In the forum thread below about Grafana dashboards, what feature does the second poster suspect is scrambling the panels, and how does that feature work? Answer in one to three sentences.

EXCERPTED TEXT –
- - - -

Anyone have a favorite flow for API dashboard deploy? Seems like most of the projects are leaving that as an exercise for the reader.

Grafanalib at least has a pre-packaged docker example in https://github.com/weaveworks/grafanalib/issues/57

Though I’m struggling a bit with how that’d work when you want to use the same grafana image in both a “staging” and “production” image.

Especially when the cloud resources do vary slightly between the two environments.

Will probably just start hacking something out with grafanalib and python requests, but would be nice to see an official API client or similar well-trodden path to generating and uploading dashboards.

Thanks in advance!

Hi, have any of you found a way to force the grid_position of the panels json file to be forced in the dashboard?
I generated a dashboard with 120 panels but after the first line most of the panels get messed, assuming positions and sizes of other panels.
I did try reduce to 32, 24, 16 and 8 panels, with 8 in the first row it works, but when I start adding more it gets chaotic.
It looks that this feature “The grid has a negative gravity that moves panels up if there is empty space above a panel” might be causing all these issues. I did not find a way to disable it for tests.

- - - -

DATA SHOWN –
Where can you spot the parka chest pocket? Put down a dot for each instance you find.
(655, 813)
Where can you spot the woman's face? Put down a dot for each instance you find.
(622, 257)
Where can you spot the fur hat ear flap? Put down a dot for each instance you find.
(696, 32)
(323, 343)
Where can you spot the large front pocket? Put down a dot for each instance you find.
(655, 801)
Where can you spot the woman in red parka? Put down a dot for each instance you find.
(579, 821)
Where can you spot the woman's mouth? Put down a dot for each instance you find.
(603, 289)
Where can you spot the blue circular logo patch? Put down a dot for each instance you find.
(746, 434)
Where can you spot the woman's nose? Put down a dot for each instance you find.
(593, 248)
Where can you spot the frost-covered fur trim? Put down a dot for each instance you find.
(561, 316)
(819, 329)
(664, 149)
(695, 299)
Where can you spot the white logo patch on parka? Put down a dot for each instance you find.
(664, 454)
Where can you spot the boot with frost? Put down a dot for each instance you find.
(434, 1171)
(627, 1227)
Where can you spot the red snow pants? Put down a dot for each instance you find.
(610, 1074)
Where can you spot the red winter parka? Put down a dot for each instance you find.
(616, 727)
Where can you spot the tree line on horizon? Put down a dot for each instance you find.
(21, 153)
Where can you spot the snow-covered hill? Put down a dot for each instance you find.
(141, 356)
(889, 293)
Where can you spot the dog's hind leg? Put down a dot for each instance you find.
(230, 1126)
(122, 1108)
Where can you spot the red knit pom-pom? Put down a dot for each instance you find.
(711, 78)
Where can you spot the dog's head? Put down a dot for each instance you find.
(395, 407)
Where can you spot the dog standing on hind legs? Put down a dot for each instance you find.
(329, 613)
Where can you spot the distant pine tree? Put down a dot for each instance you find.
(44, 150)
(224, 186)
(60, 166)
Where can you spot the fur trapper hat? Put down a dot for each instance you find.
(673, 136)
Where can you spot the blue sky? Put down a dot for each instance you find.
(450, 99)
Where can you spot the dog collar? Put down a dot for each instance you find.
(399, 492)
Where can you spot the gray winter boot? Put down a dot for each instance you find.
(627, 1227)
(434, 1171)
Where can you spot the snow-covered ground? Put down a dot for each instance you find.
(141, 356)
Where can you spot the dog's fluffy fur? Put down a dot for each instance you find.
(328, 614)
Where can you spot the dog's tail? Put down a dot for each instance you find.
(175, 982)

- - - -

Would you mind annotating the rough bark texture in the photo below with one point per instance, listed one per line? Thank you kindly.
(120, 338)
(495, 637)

- - - -

EXERCISE OUTPUT – The poster suspects the grid's "negative gravity," which moves panels up whenever there is empty space above them. With 120 panels, most of those after the first row took on the positions and sizes of other panels, and the poster found no way to turn the feature off for testing.